* **WHAT THIS TASK INVOLVES**:
Reproduce all of the entries below exactly, without images.

(Extracted records)
---------------
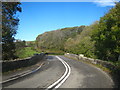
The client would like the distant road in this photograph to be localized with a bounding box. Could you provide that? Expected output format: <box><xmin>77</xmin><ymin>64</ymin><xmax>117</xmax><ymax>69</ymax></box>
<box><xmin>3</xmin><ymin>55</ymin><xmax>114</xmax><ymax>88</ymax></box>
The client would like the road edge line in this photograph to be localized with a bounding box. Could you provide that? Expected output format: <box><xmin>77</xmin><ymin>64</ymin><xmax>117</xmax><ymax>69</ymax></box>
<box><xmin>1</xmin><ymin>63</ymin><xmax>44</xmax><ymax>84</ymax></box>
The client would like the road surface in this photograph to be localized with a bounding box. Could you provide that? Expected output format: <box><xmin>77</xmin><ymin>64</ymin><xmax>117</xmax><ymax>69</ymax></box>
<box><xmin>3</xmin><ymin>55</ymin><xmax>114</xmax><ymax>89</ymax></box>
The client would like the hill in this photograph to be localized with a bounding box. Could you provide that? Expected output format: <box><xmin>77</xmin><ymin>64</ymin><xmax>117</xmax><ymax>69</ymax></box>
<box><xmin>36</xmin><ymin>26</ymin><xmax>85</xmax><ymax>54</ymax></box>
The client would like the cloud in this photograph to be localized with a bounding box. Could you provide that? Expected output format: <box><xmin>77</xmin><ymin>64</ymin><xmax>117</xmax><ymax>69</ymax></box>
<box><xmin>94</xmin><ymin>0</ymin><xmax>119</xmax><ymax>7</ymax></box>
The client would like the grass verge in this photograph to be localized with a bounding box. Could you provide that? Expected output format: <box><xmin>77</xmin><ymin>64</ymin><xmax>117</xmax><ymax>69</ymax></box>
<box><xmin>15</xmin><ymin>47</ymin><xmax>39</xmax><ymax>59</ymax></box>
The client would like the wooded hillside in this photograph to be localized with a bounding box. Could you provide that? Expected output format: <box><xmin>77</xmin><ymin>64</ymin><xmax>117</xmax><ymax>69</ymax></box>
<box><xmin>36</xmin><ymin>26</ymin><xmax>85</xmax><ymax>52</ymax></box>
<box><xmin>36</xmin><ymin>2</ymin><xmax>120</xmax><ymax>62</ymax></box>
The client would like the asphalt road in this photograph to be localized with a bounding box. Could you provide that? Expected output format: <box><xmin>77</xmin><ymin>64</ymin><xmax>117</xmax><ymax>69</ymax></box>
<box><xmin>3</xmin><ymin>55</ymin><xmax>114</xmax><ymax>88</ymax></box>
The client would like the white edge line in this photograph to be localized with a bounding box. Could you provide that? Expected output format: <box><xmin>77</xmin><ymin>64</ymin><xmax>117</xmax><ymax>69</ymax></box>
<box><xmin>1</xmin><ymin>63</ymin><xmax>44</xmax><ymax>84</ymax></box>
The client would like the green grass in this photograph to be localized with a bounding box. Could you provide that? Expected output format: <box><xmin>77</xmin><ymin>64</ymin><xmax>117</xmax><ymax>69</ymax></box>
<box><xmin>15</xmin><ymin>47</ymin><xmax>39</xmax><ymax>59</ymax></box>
---------------
* **EXERCISE ANSWER**:
The client would like the distant road in this photograph to be localized with a bounding box. Could you provide that? Expected output format: <box><xmin>77</xmin><ymin>64</ymin><xmax>117</xmax><ymax>69</ymax></box>
<box><xmin>3</xmin><ymin>55</ymin><xmax>114</xmax><ymax>88</ymax></box>
The client would like the road edge line in this photograph to be localized with a bounding box. Could you provide that? Expected output format: <box><xmin>77</xmin><ymin>64</ymin><xmax>117</xmax><ymax>69</ymax></box>
<box><xmin>1</xmin><ymin>63</ymin><xmax>44</xmax><ymax>84</ymax></box>
The client would like the road surface in this photograph to be localized with a bounding box. Could you provide that? Expected output format: <box><xmin>77</xmin><ymin>64</ymin><xmax>117</xmax><ymax>69</ymax></box>
<box><xmin>3</xmin><ymin>55</ymin><xmax>114</xmax><ymax>89</ymax></box>
The client would like the hill in this photograph to be localized with a bounding box. Could you provide that? Expected output format: <box><xmin>77</xmin><ymin>64</ymin><xmax>117</xmax><ymax>69</ymax></box>
<box><xmin>36</xmin><ymin>26</ymin><xmax>85</xmax><ymax>54</ymax></box>
The client would like the cloud in this photograph to be localized with a bounding box. Could you provide that? Expected output format: <box><xmin>77</xmin><ymin>64</ymin><xmax>117</xmax><ymax>69</ymax></box>
<box><xmin>94</xmin><ymin>0</ymin><xmax>119</xmax><ymax>7</ymax></box>
The client would like the grass verge in this photograph to be localized with a bounding box. Could you provide that? Expected output format: <box><xmin>77</xmin><ymin>64</ymin><xmax>117</xmax><ymax>69</ymax></box>
<box><xmin>15</xmin><ymin>47</ymin><xmax>39</xmax><ymax>59</ymax></box>
The client would like the wooded hillside in this photograph to be localized with a bounding box. Could you provide that? Expected output format: <box><xmin>77</xmin><ymin>64</ymin><xmax>117</xmax><ymax>69</ymax></box>
<box><xmin>36</xmin><ymin>26</ymin><xmax>85</xmax><ymax>52</ymax></box>
<box><xmin>36</xmin><ymin>2</ymin><xmax>120</xmax><ymax>62</ymax></box>
The client would like the asphalt road in this photograph to be localized with a bounding box. Could you provide that? Expected output format: <box><xmin>77</xmin><ymin>64</ymin><xmax>117</xmax><ymax>69</ymax></box>
<box><xmin>3</xmin><ymin>55</ymin><xmax>114</xmax><ymax>88</ymax></box>
The client would like the white edge line in this photograph to be localized with a bounding box. Could you provide that? Expected output format: <box><xmin>77</xmin><ymin>64</ymin><xmax>117</xmax><ymax>69</ymax></box>
<box><xmin>1</xmin><ymin>63</ymin><xmax>44</xmax><ymax>84</ymax></box>
The client would like the green grass in this photograph to be localized with a bounding box. Could you provide that? Expected output format: <box><xmin>77</xmin><ymin>64</ymin><xmax>117</xmax><ymax>69</ymax></box>
<box><xmin>15</xmin><ymin>47</ymin><xmax>39</xmax><ymax>59</ymax></box>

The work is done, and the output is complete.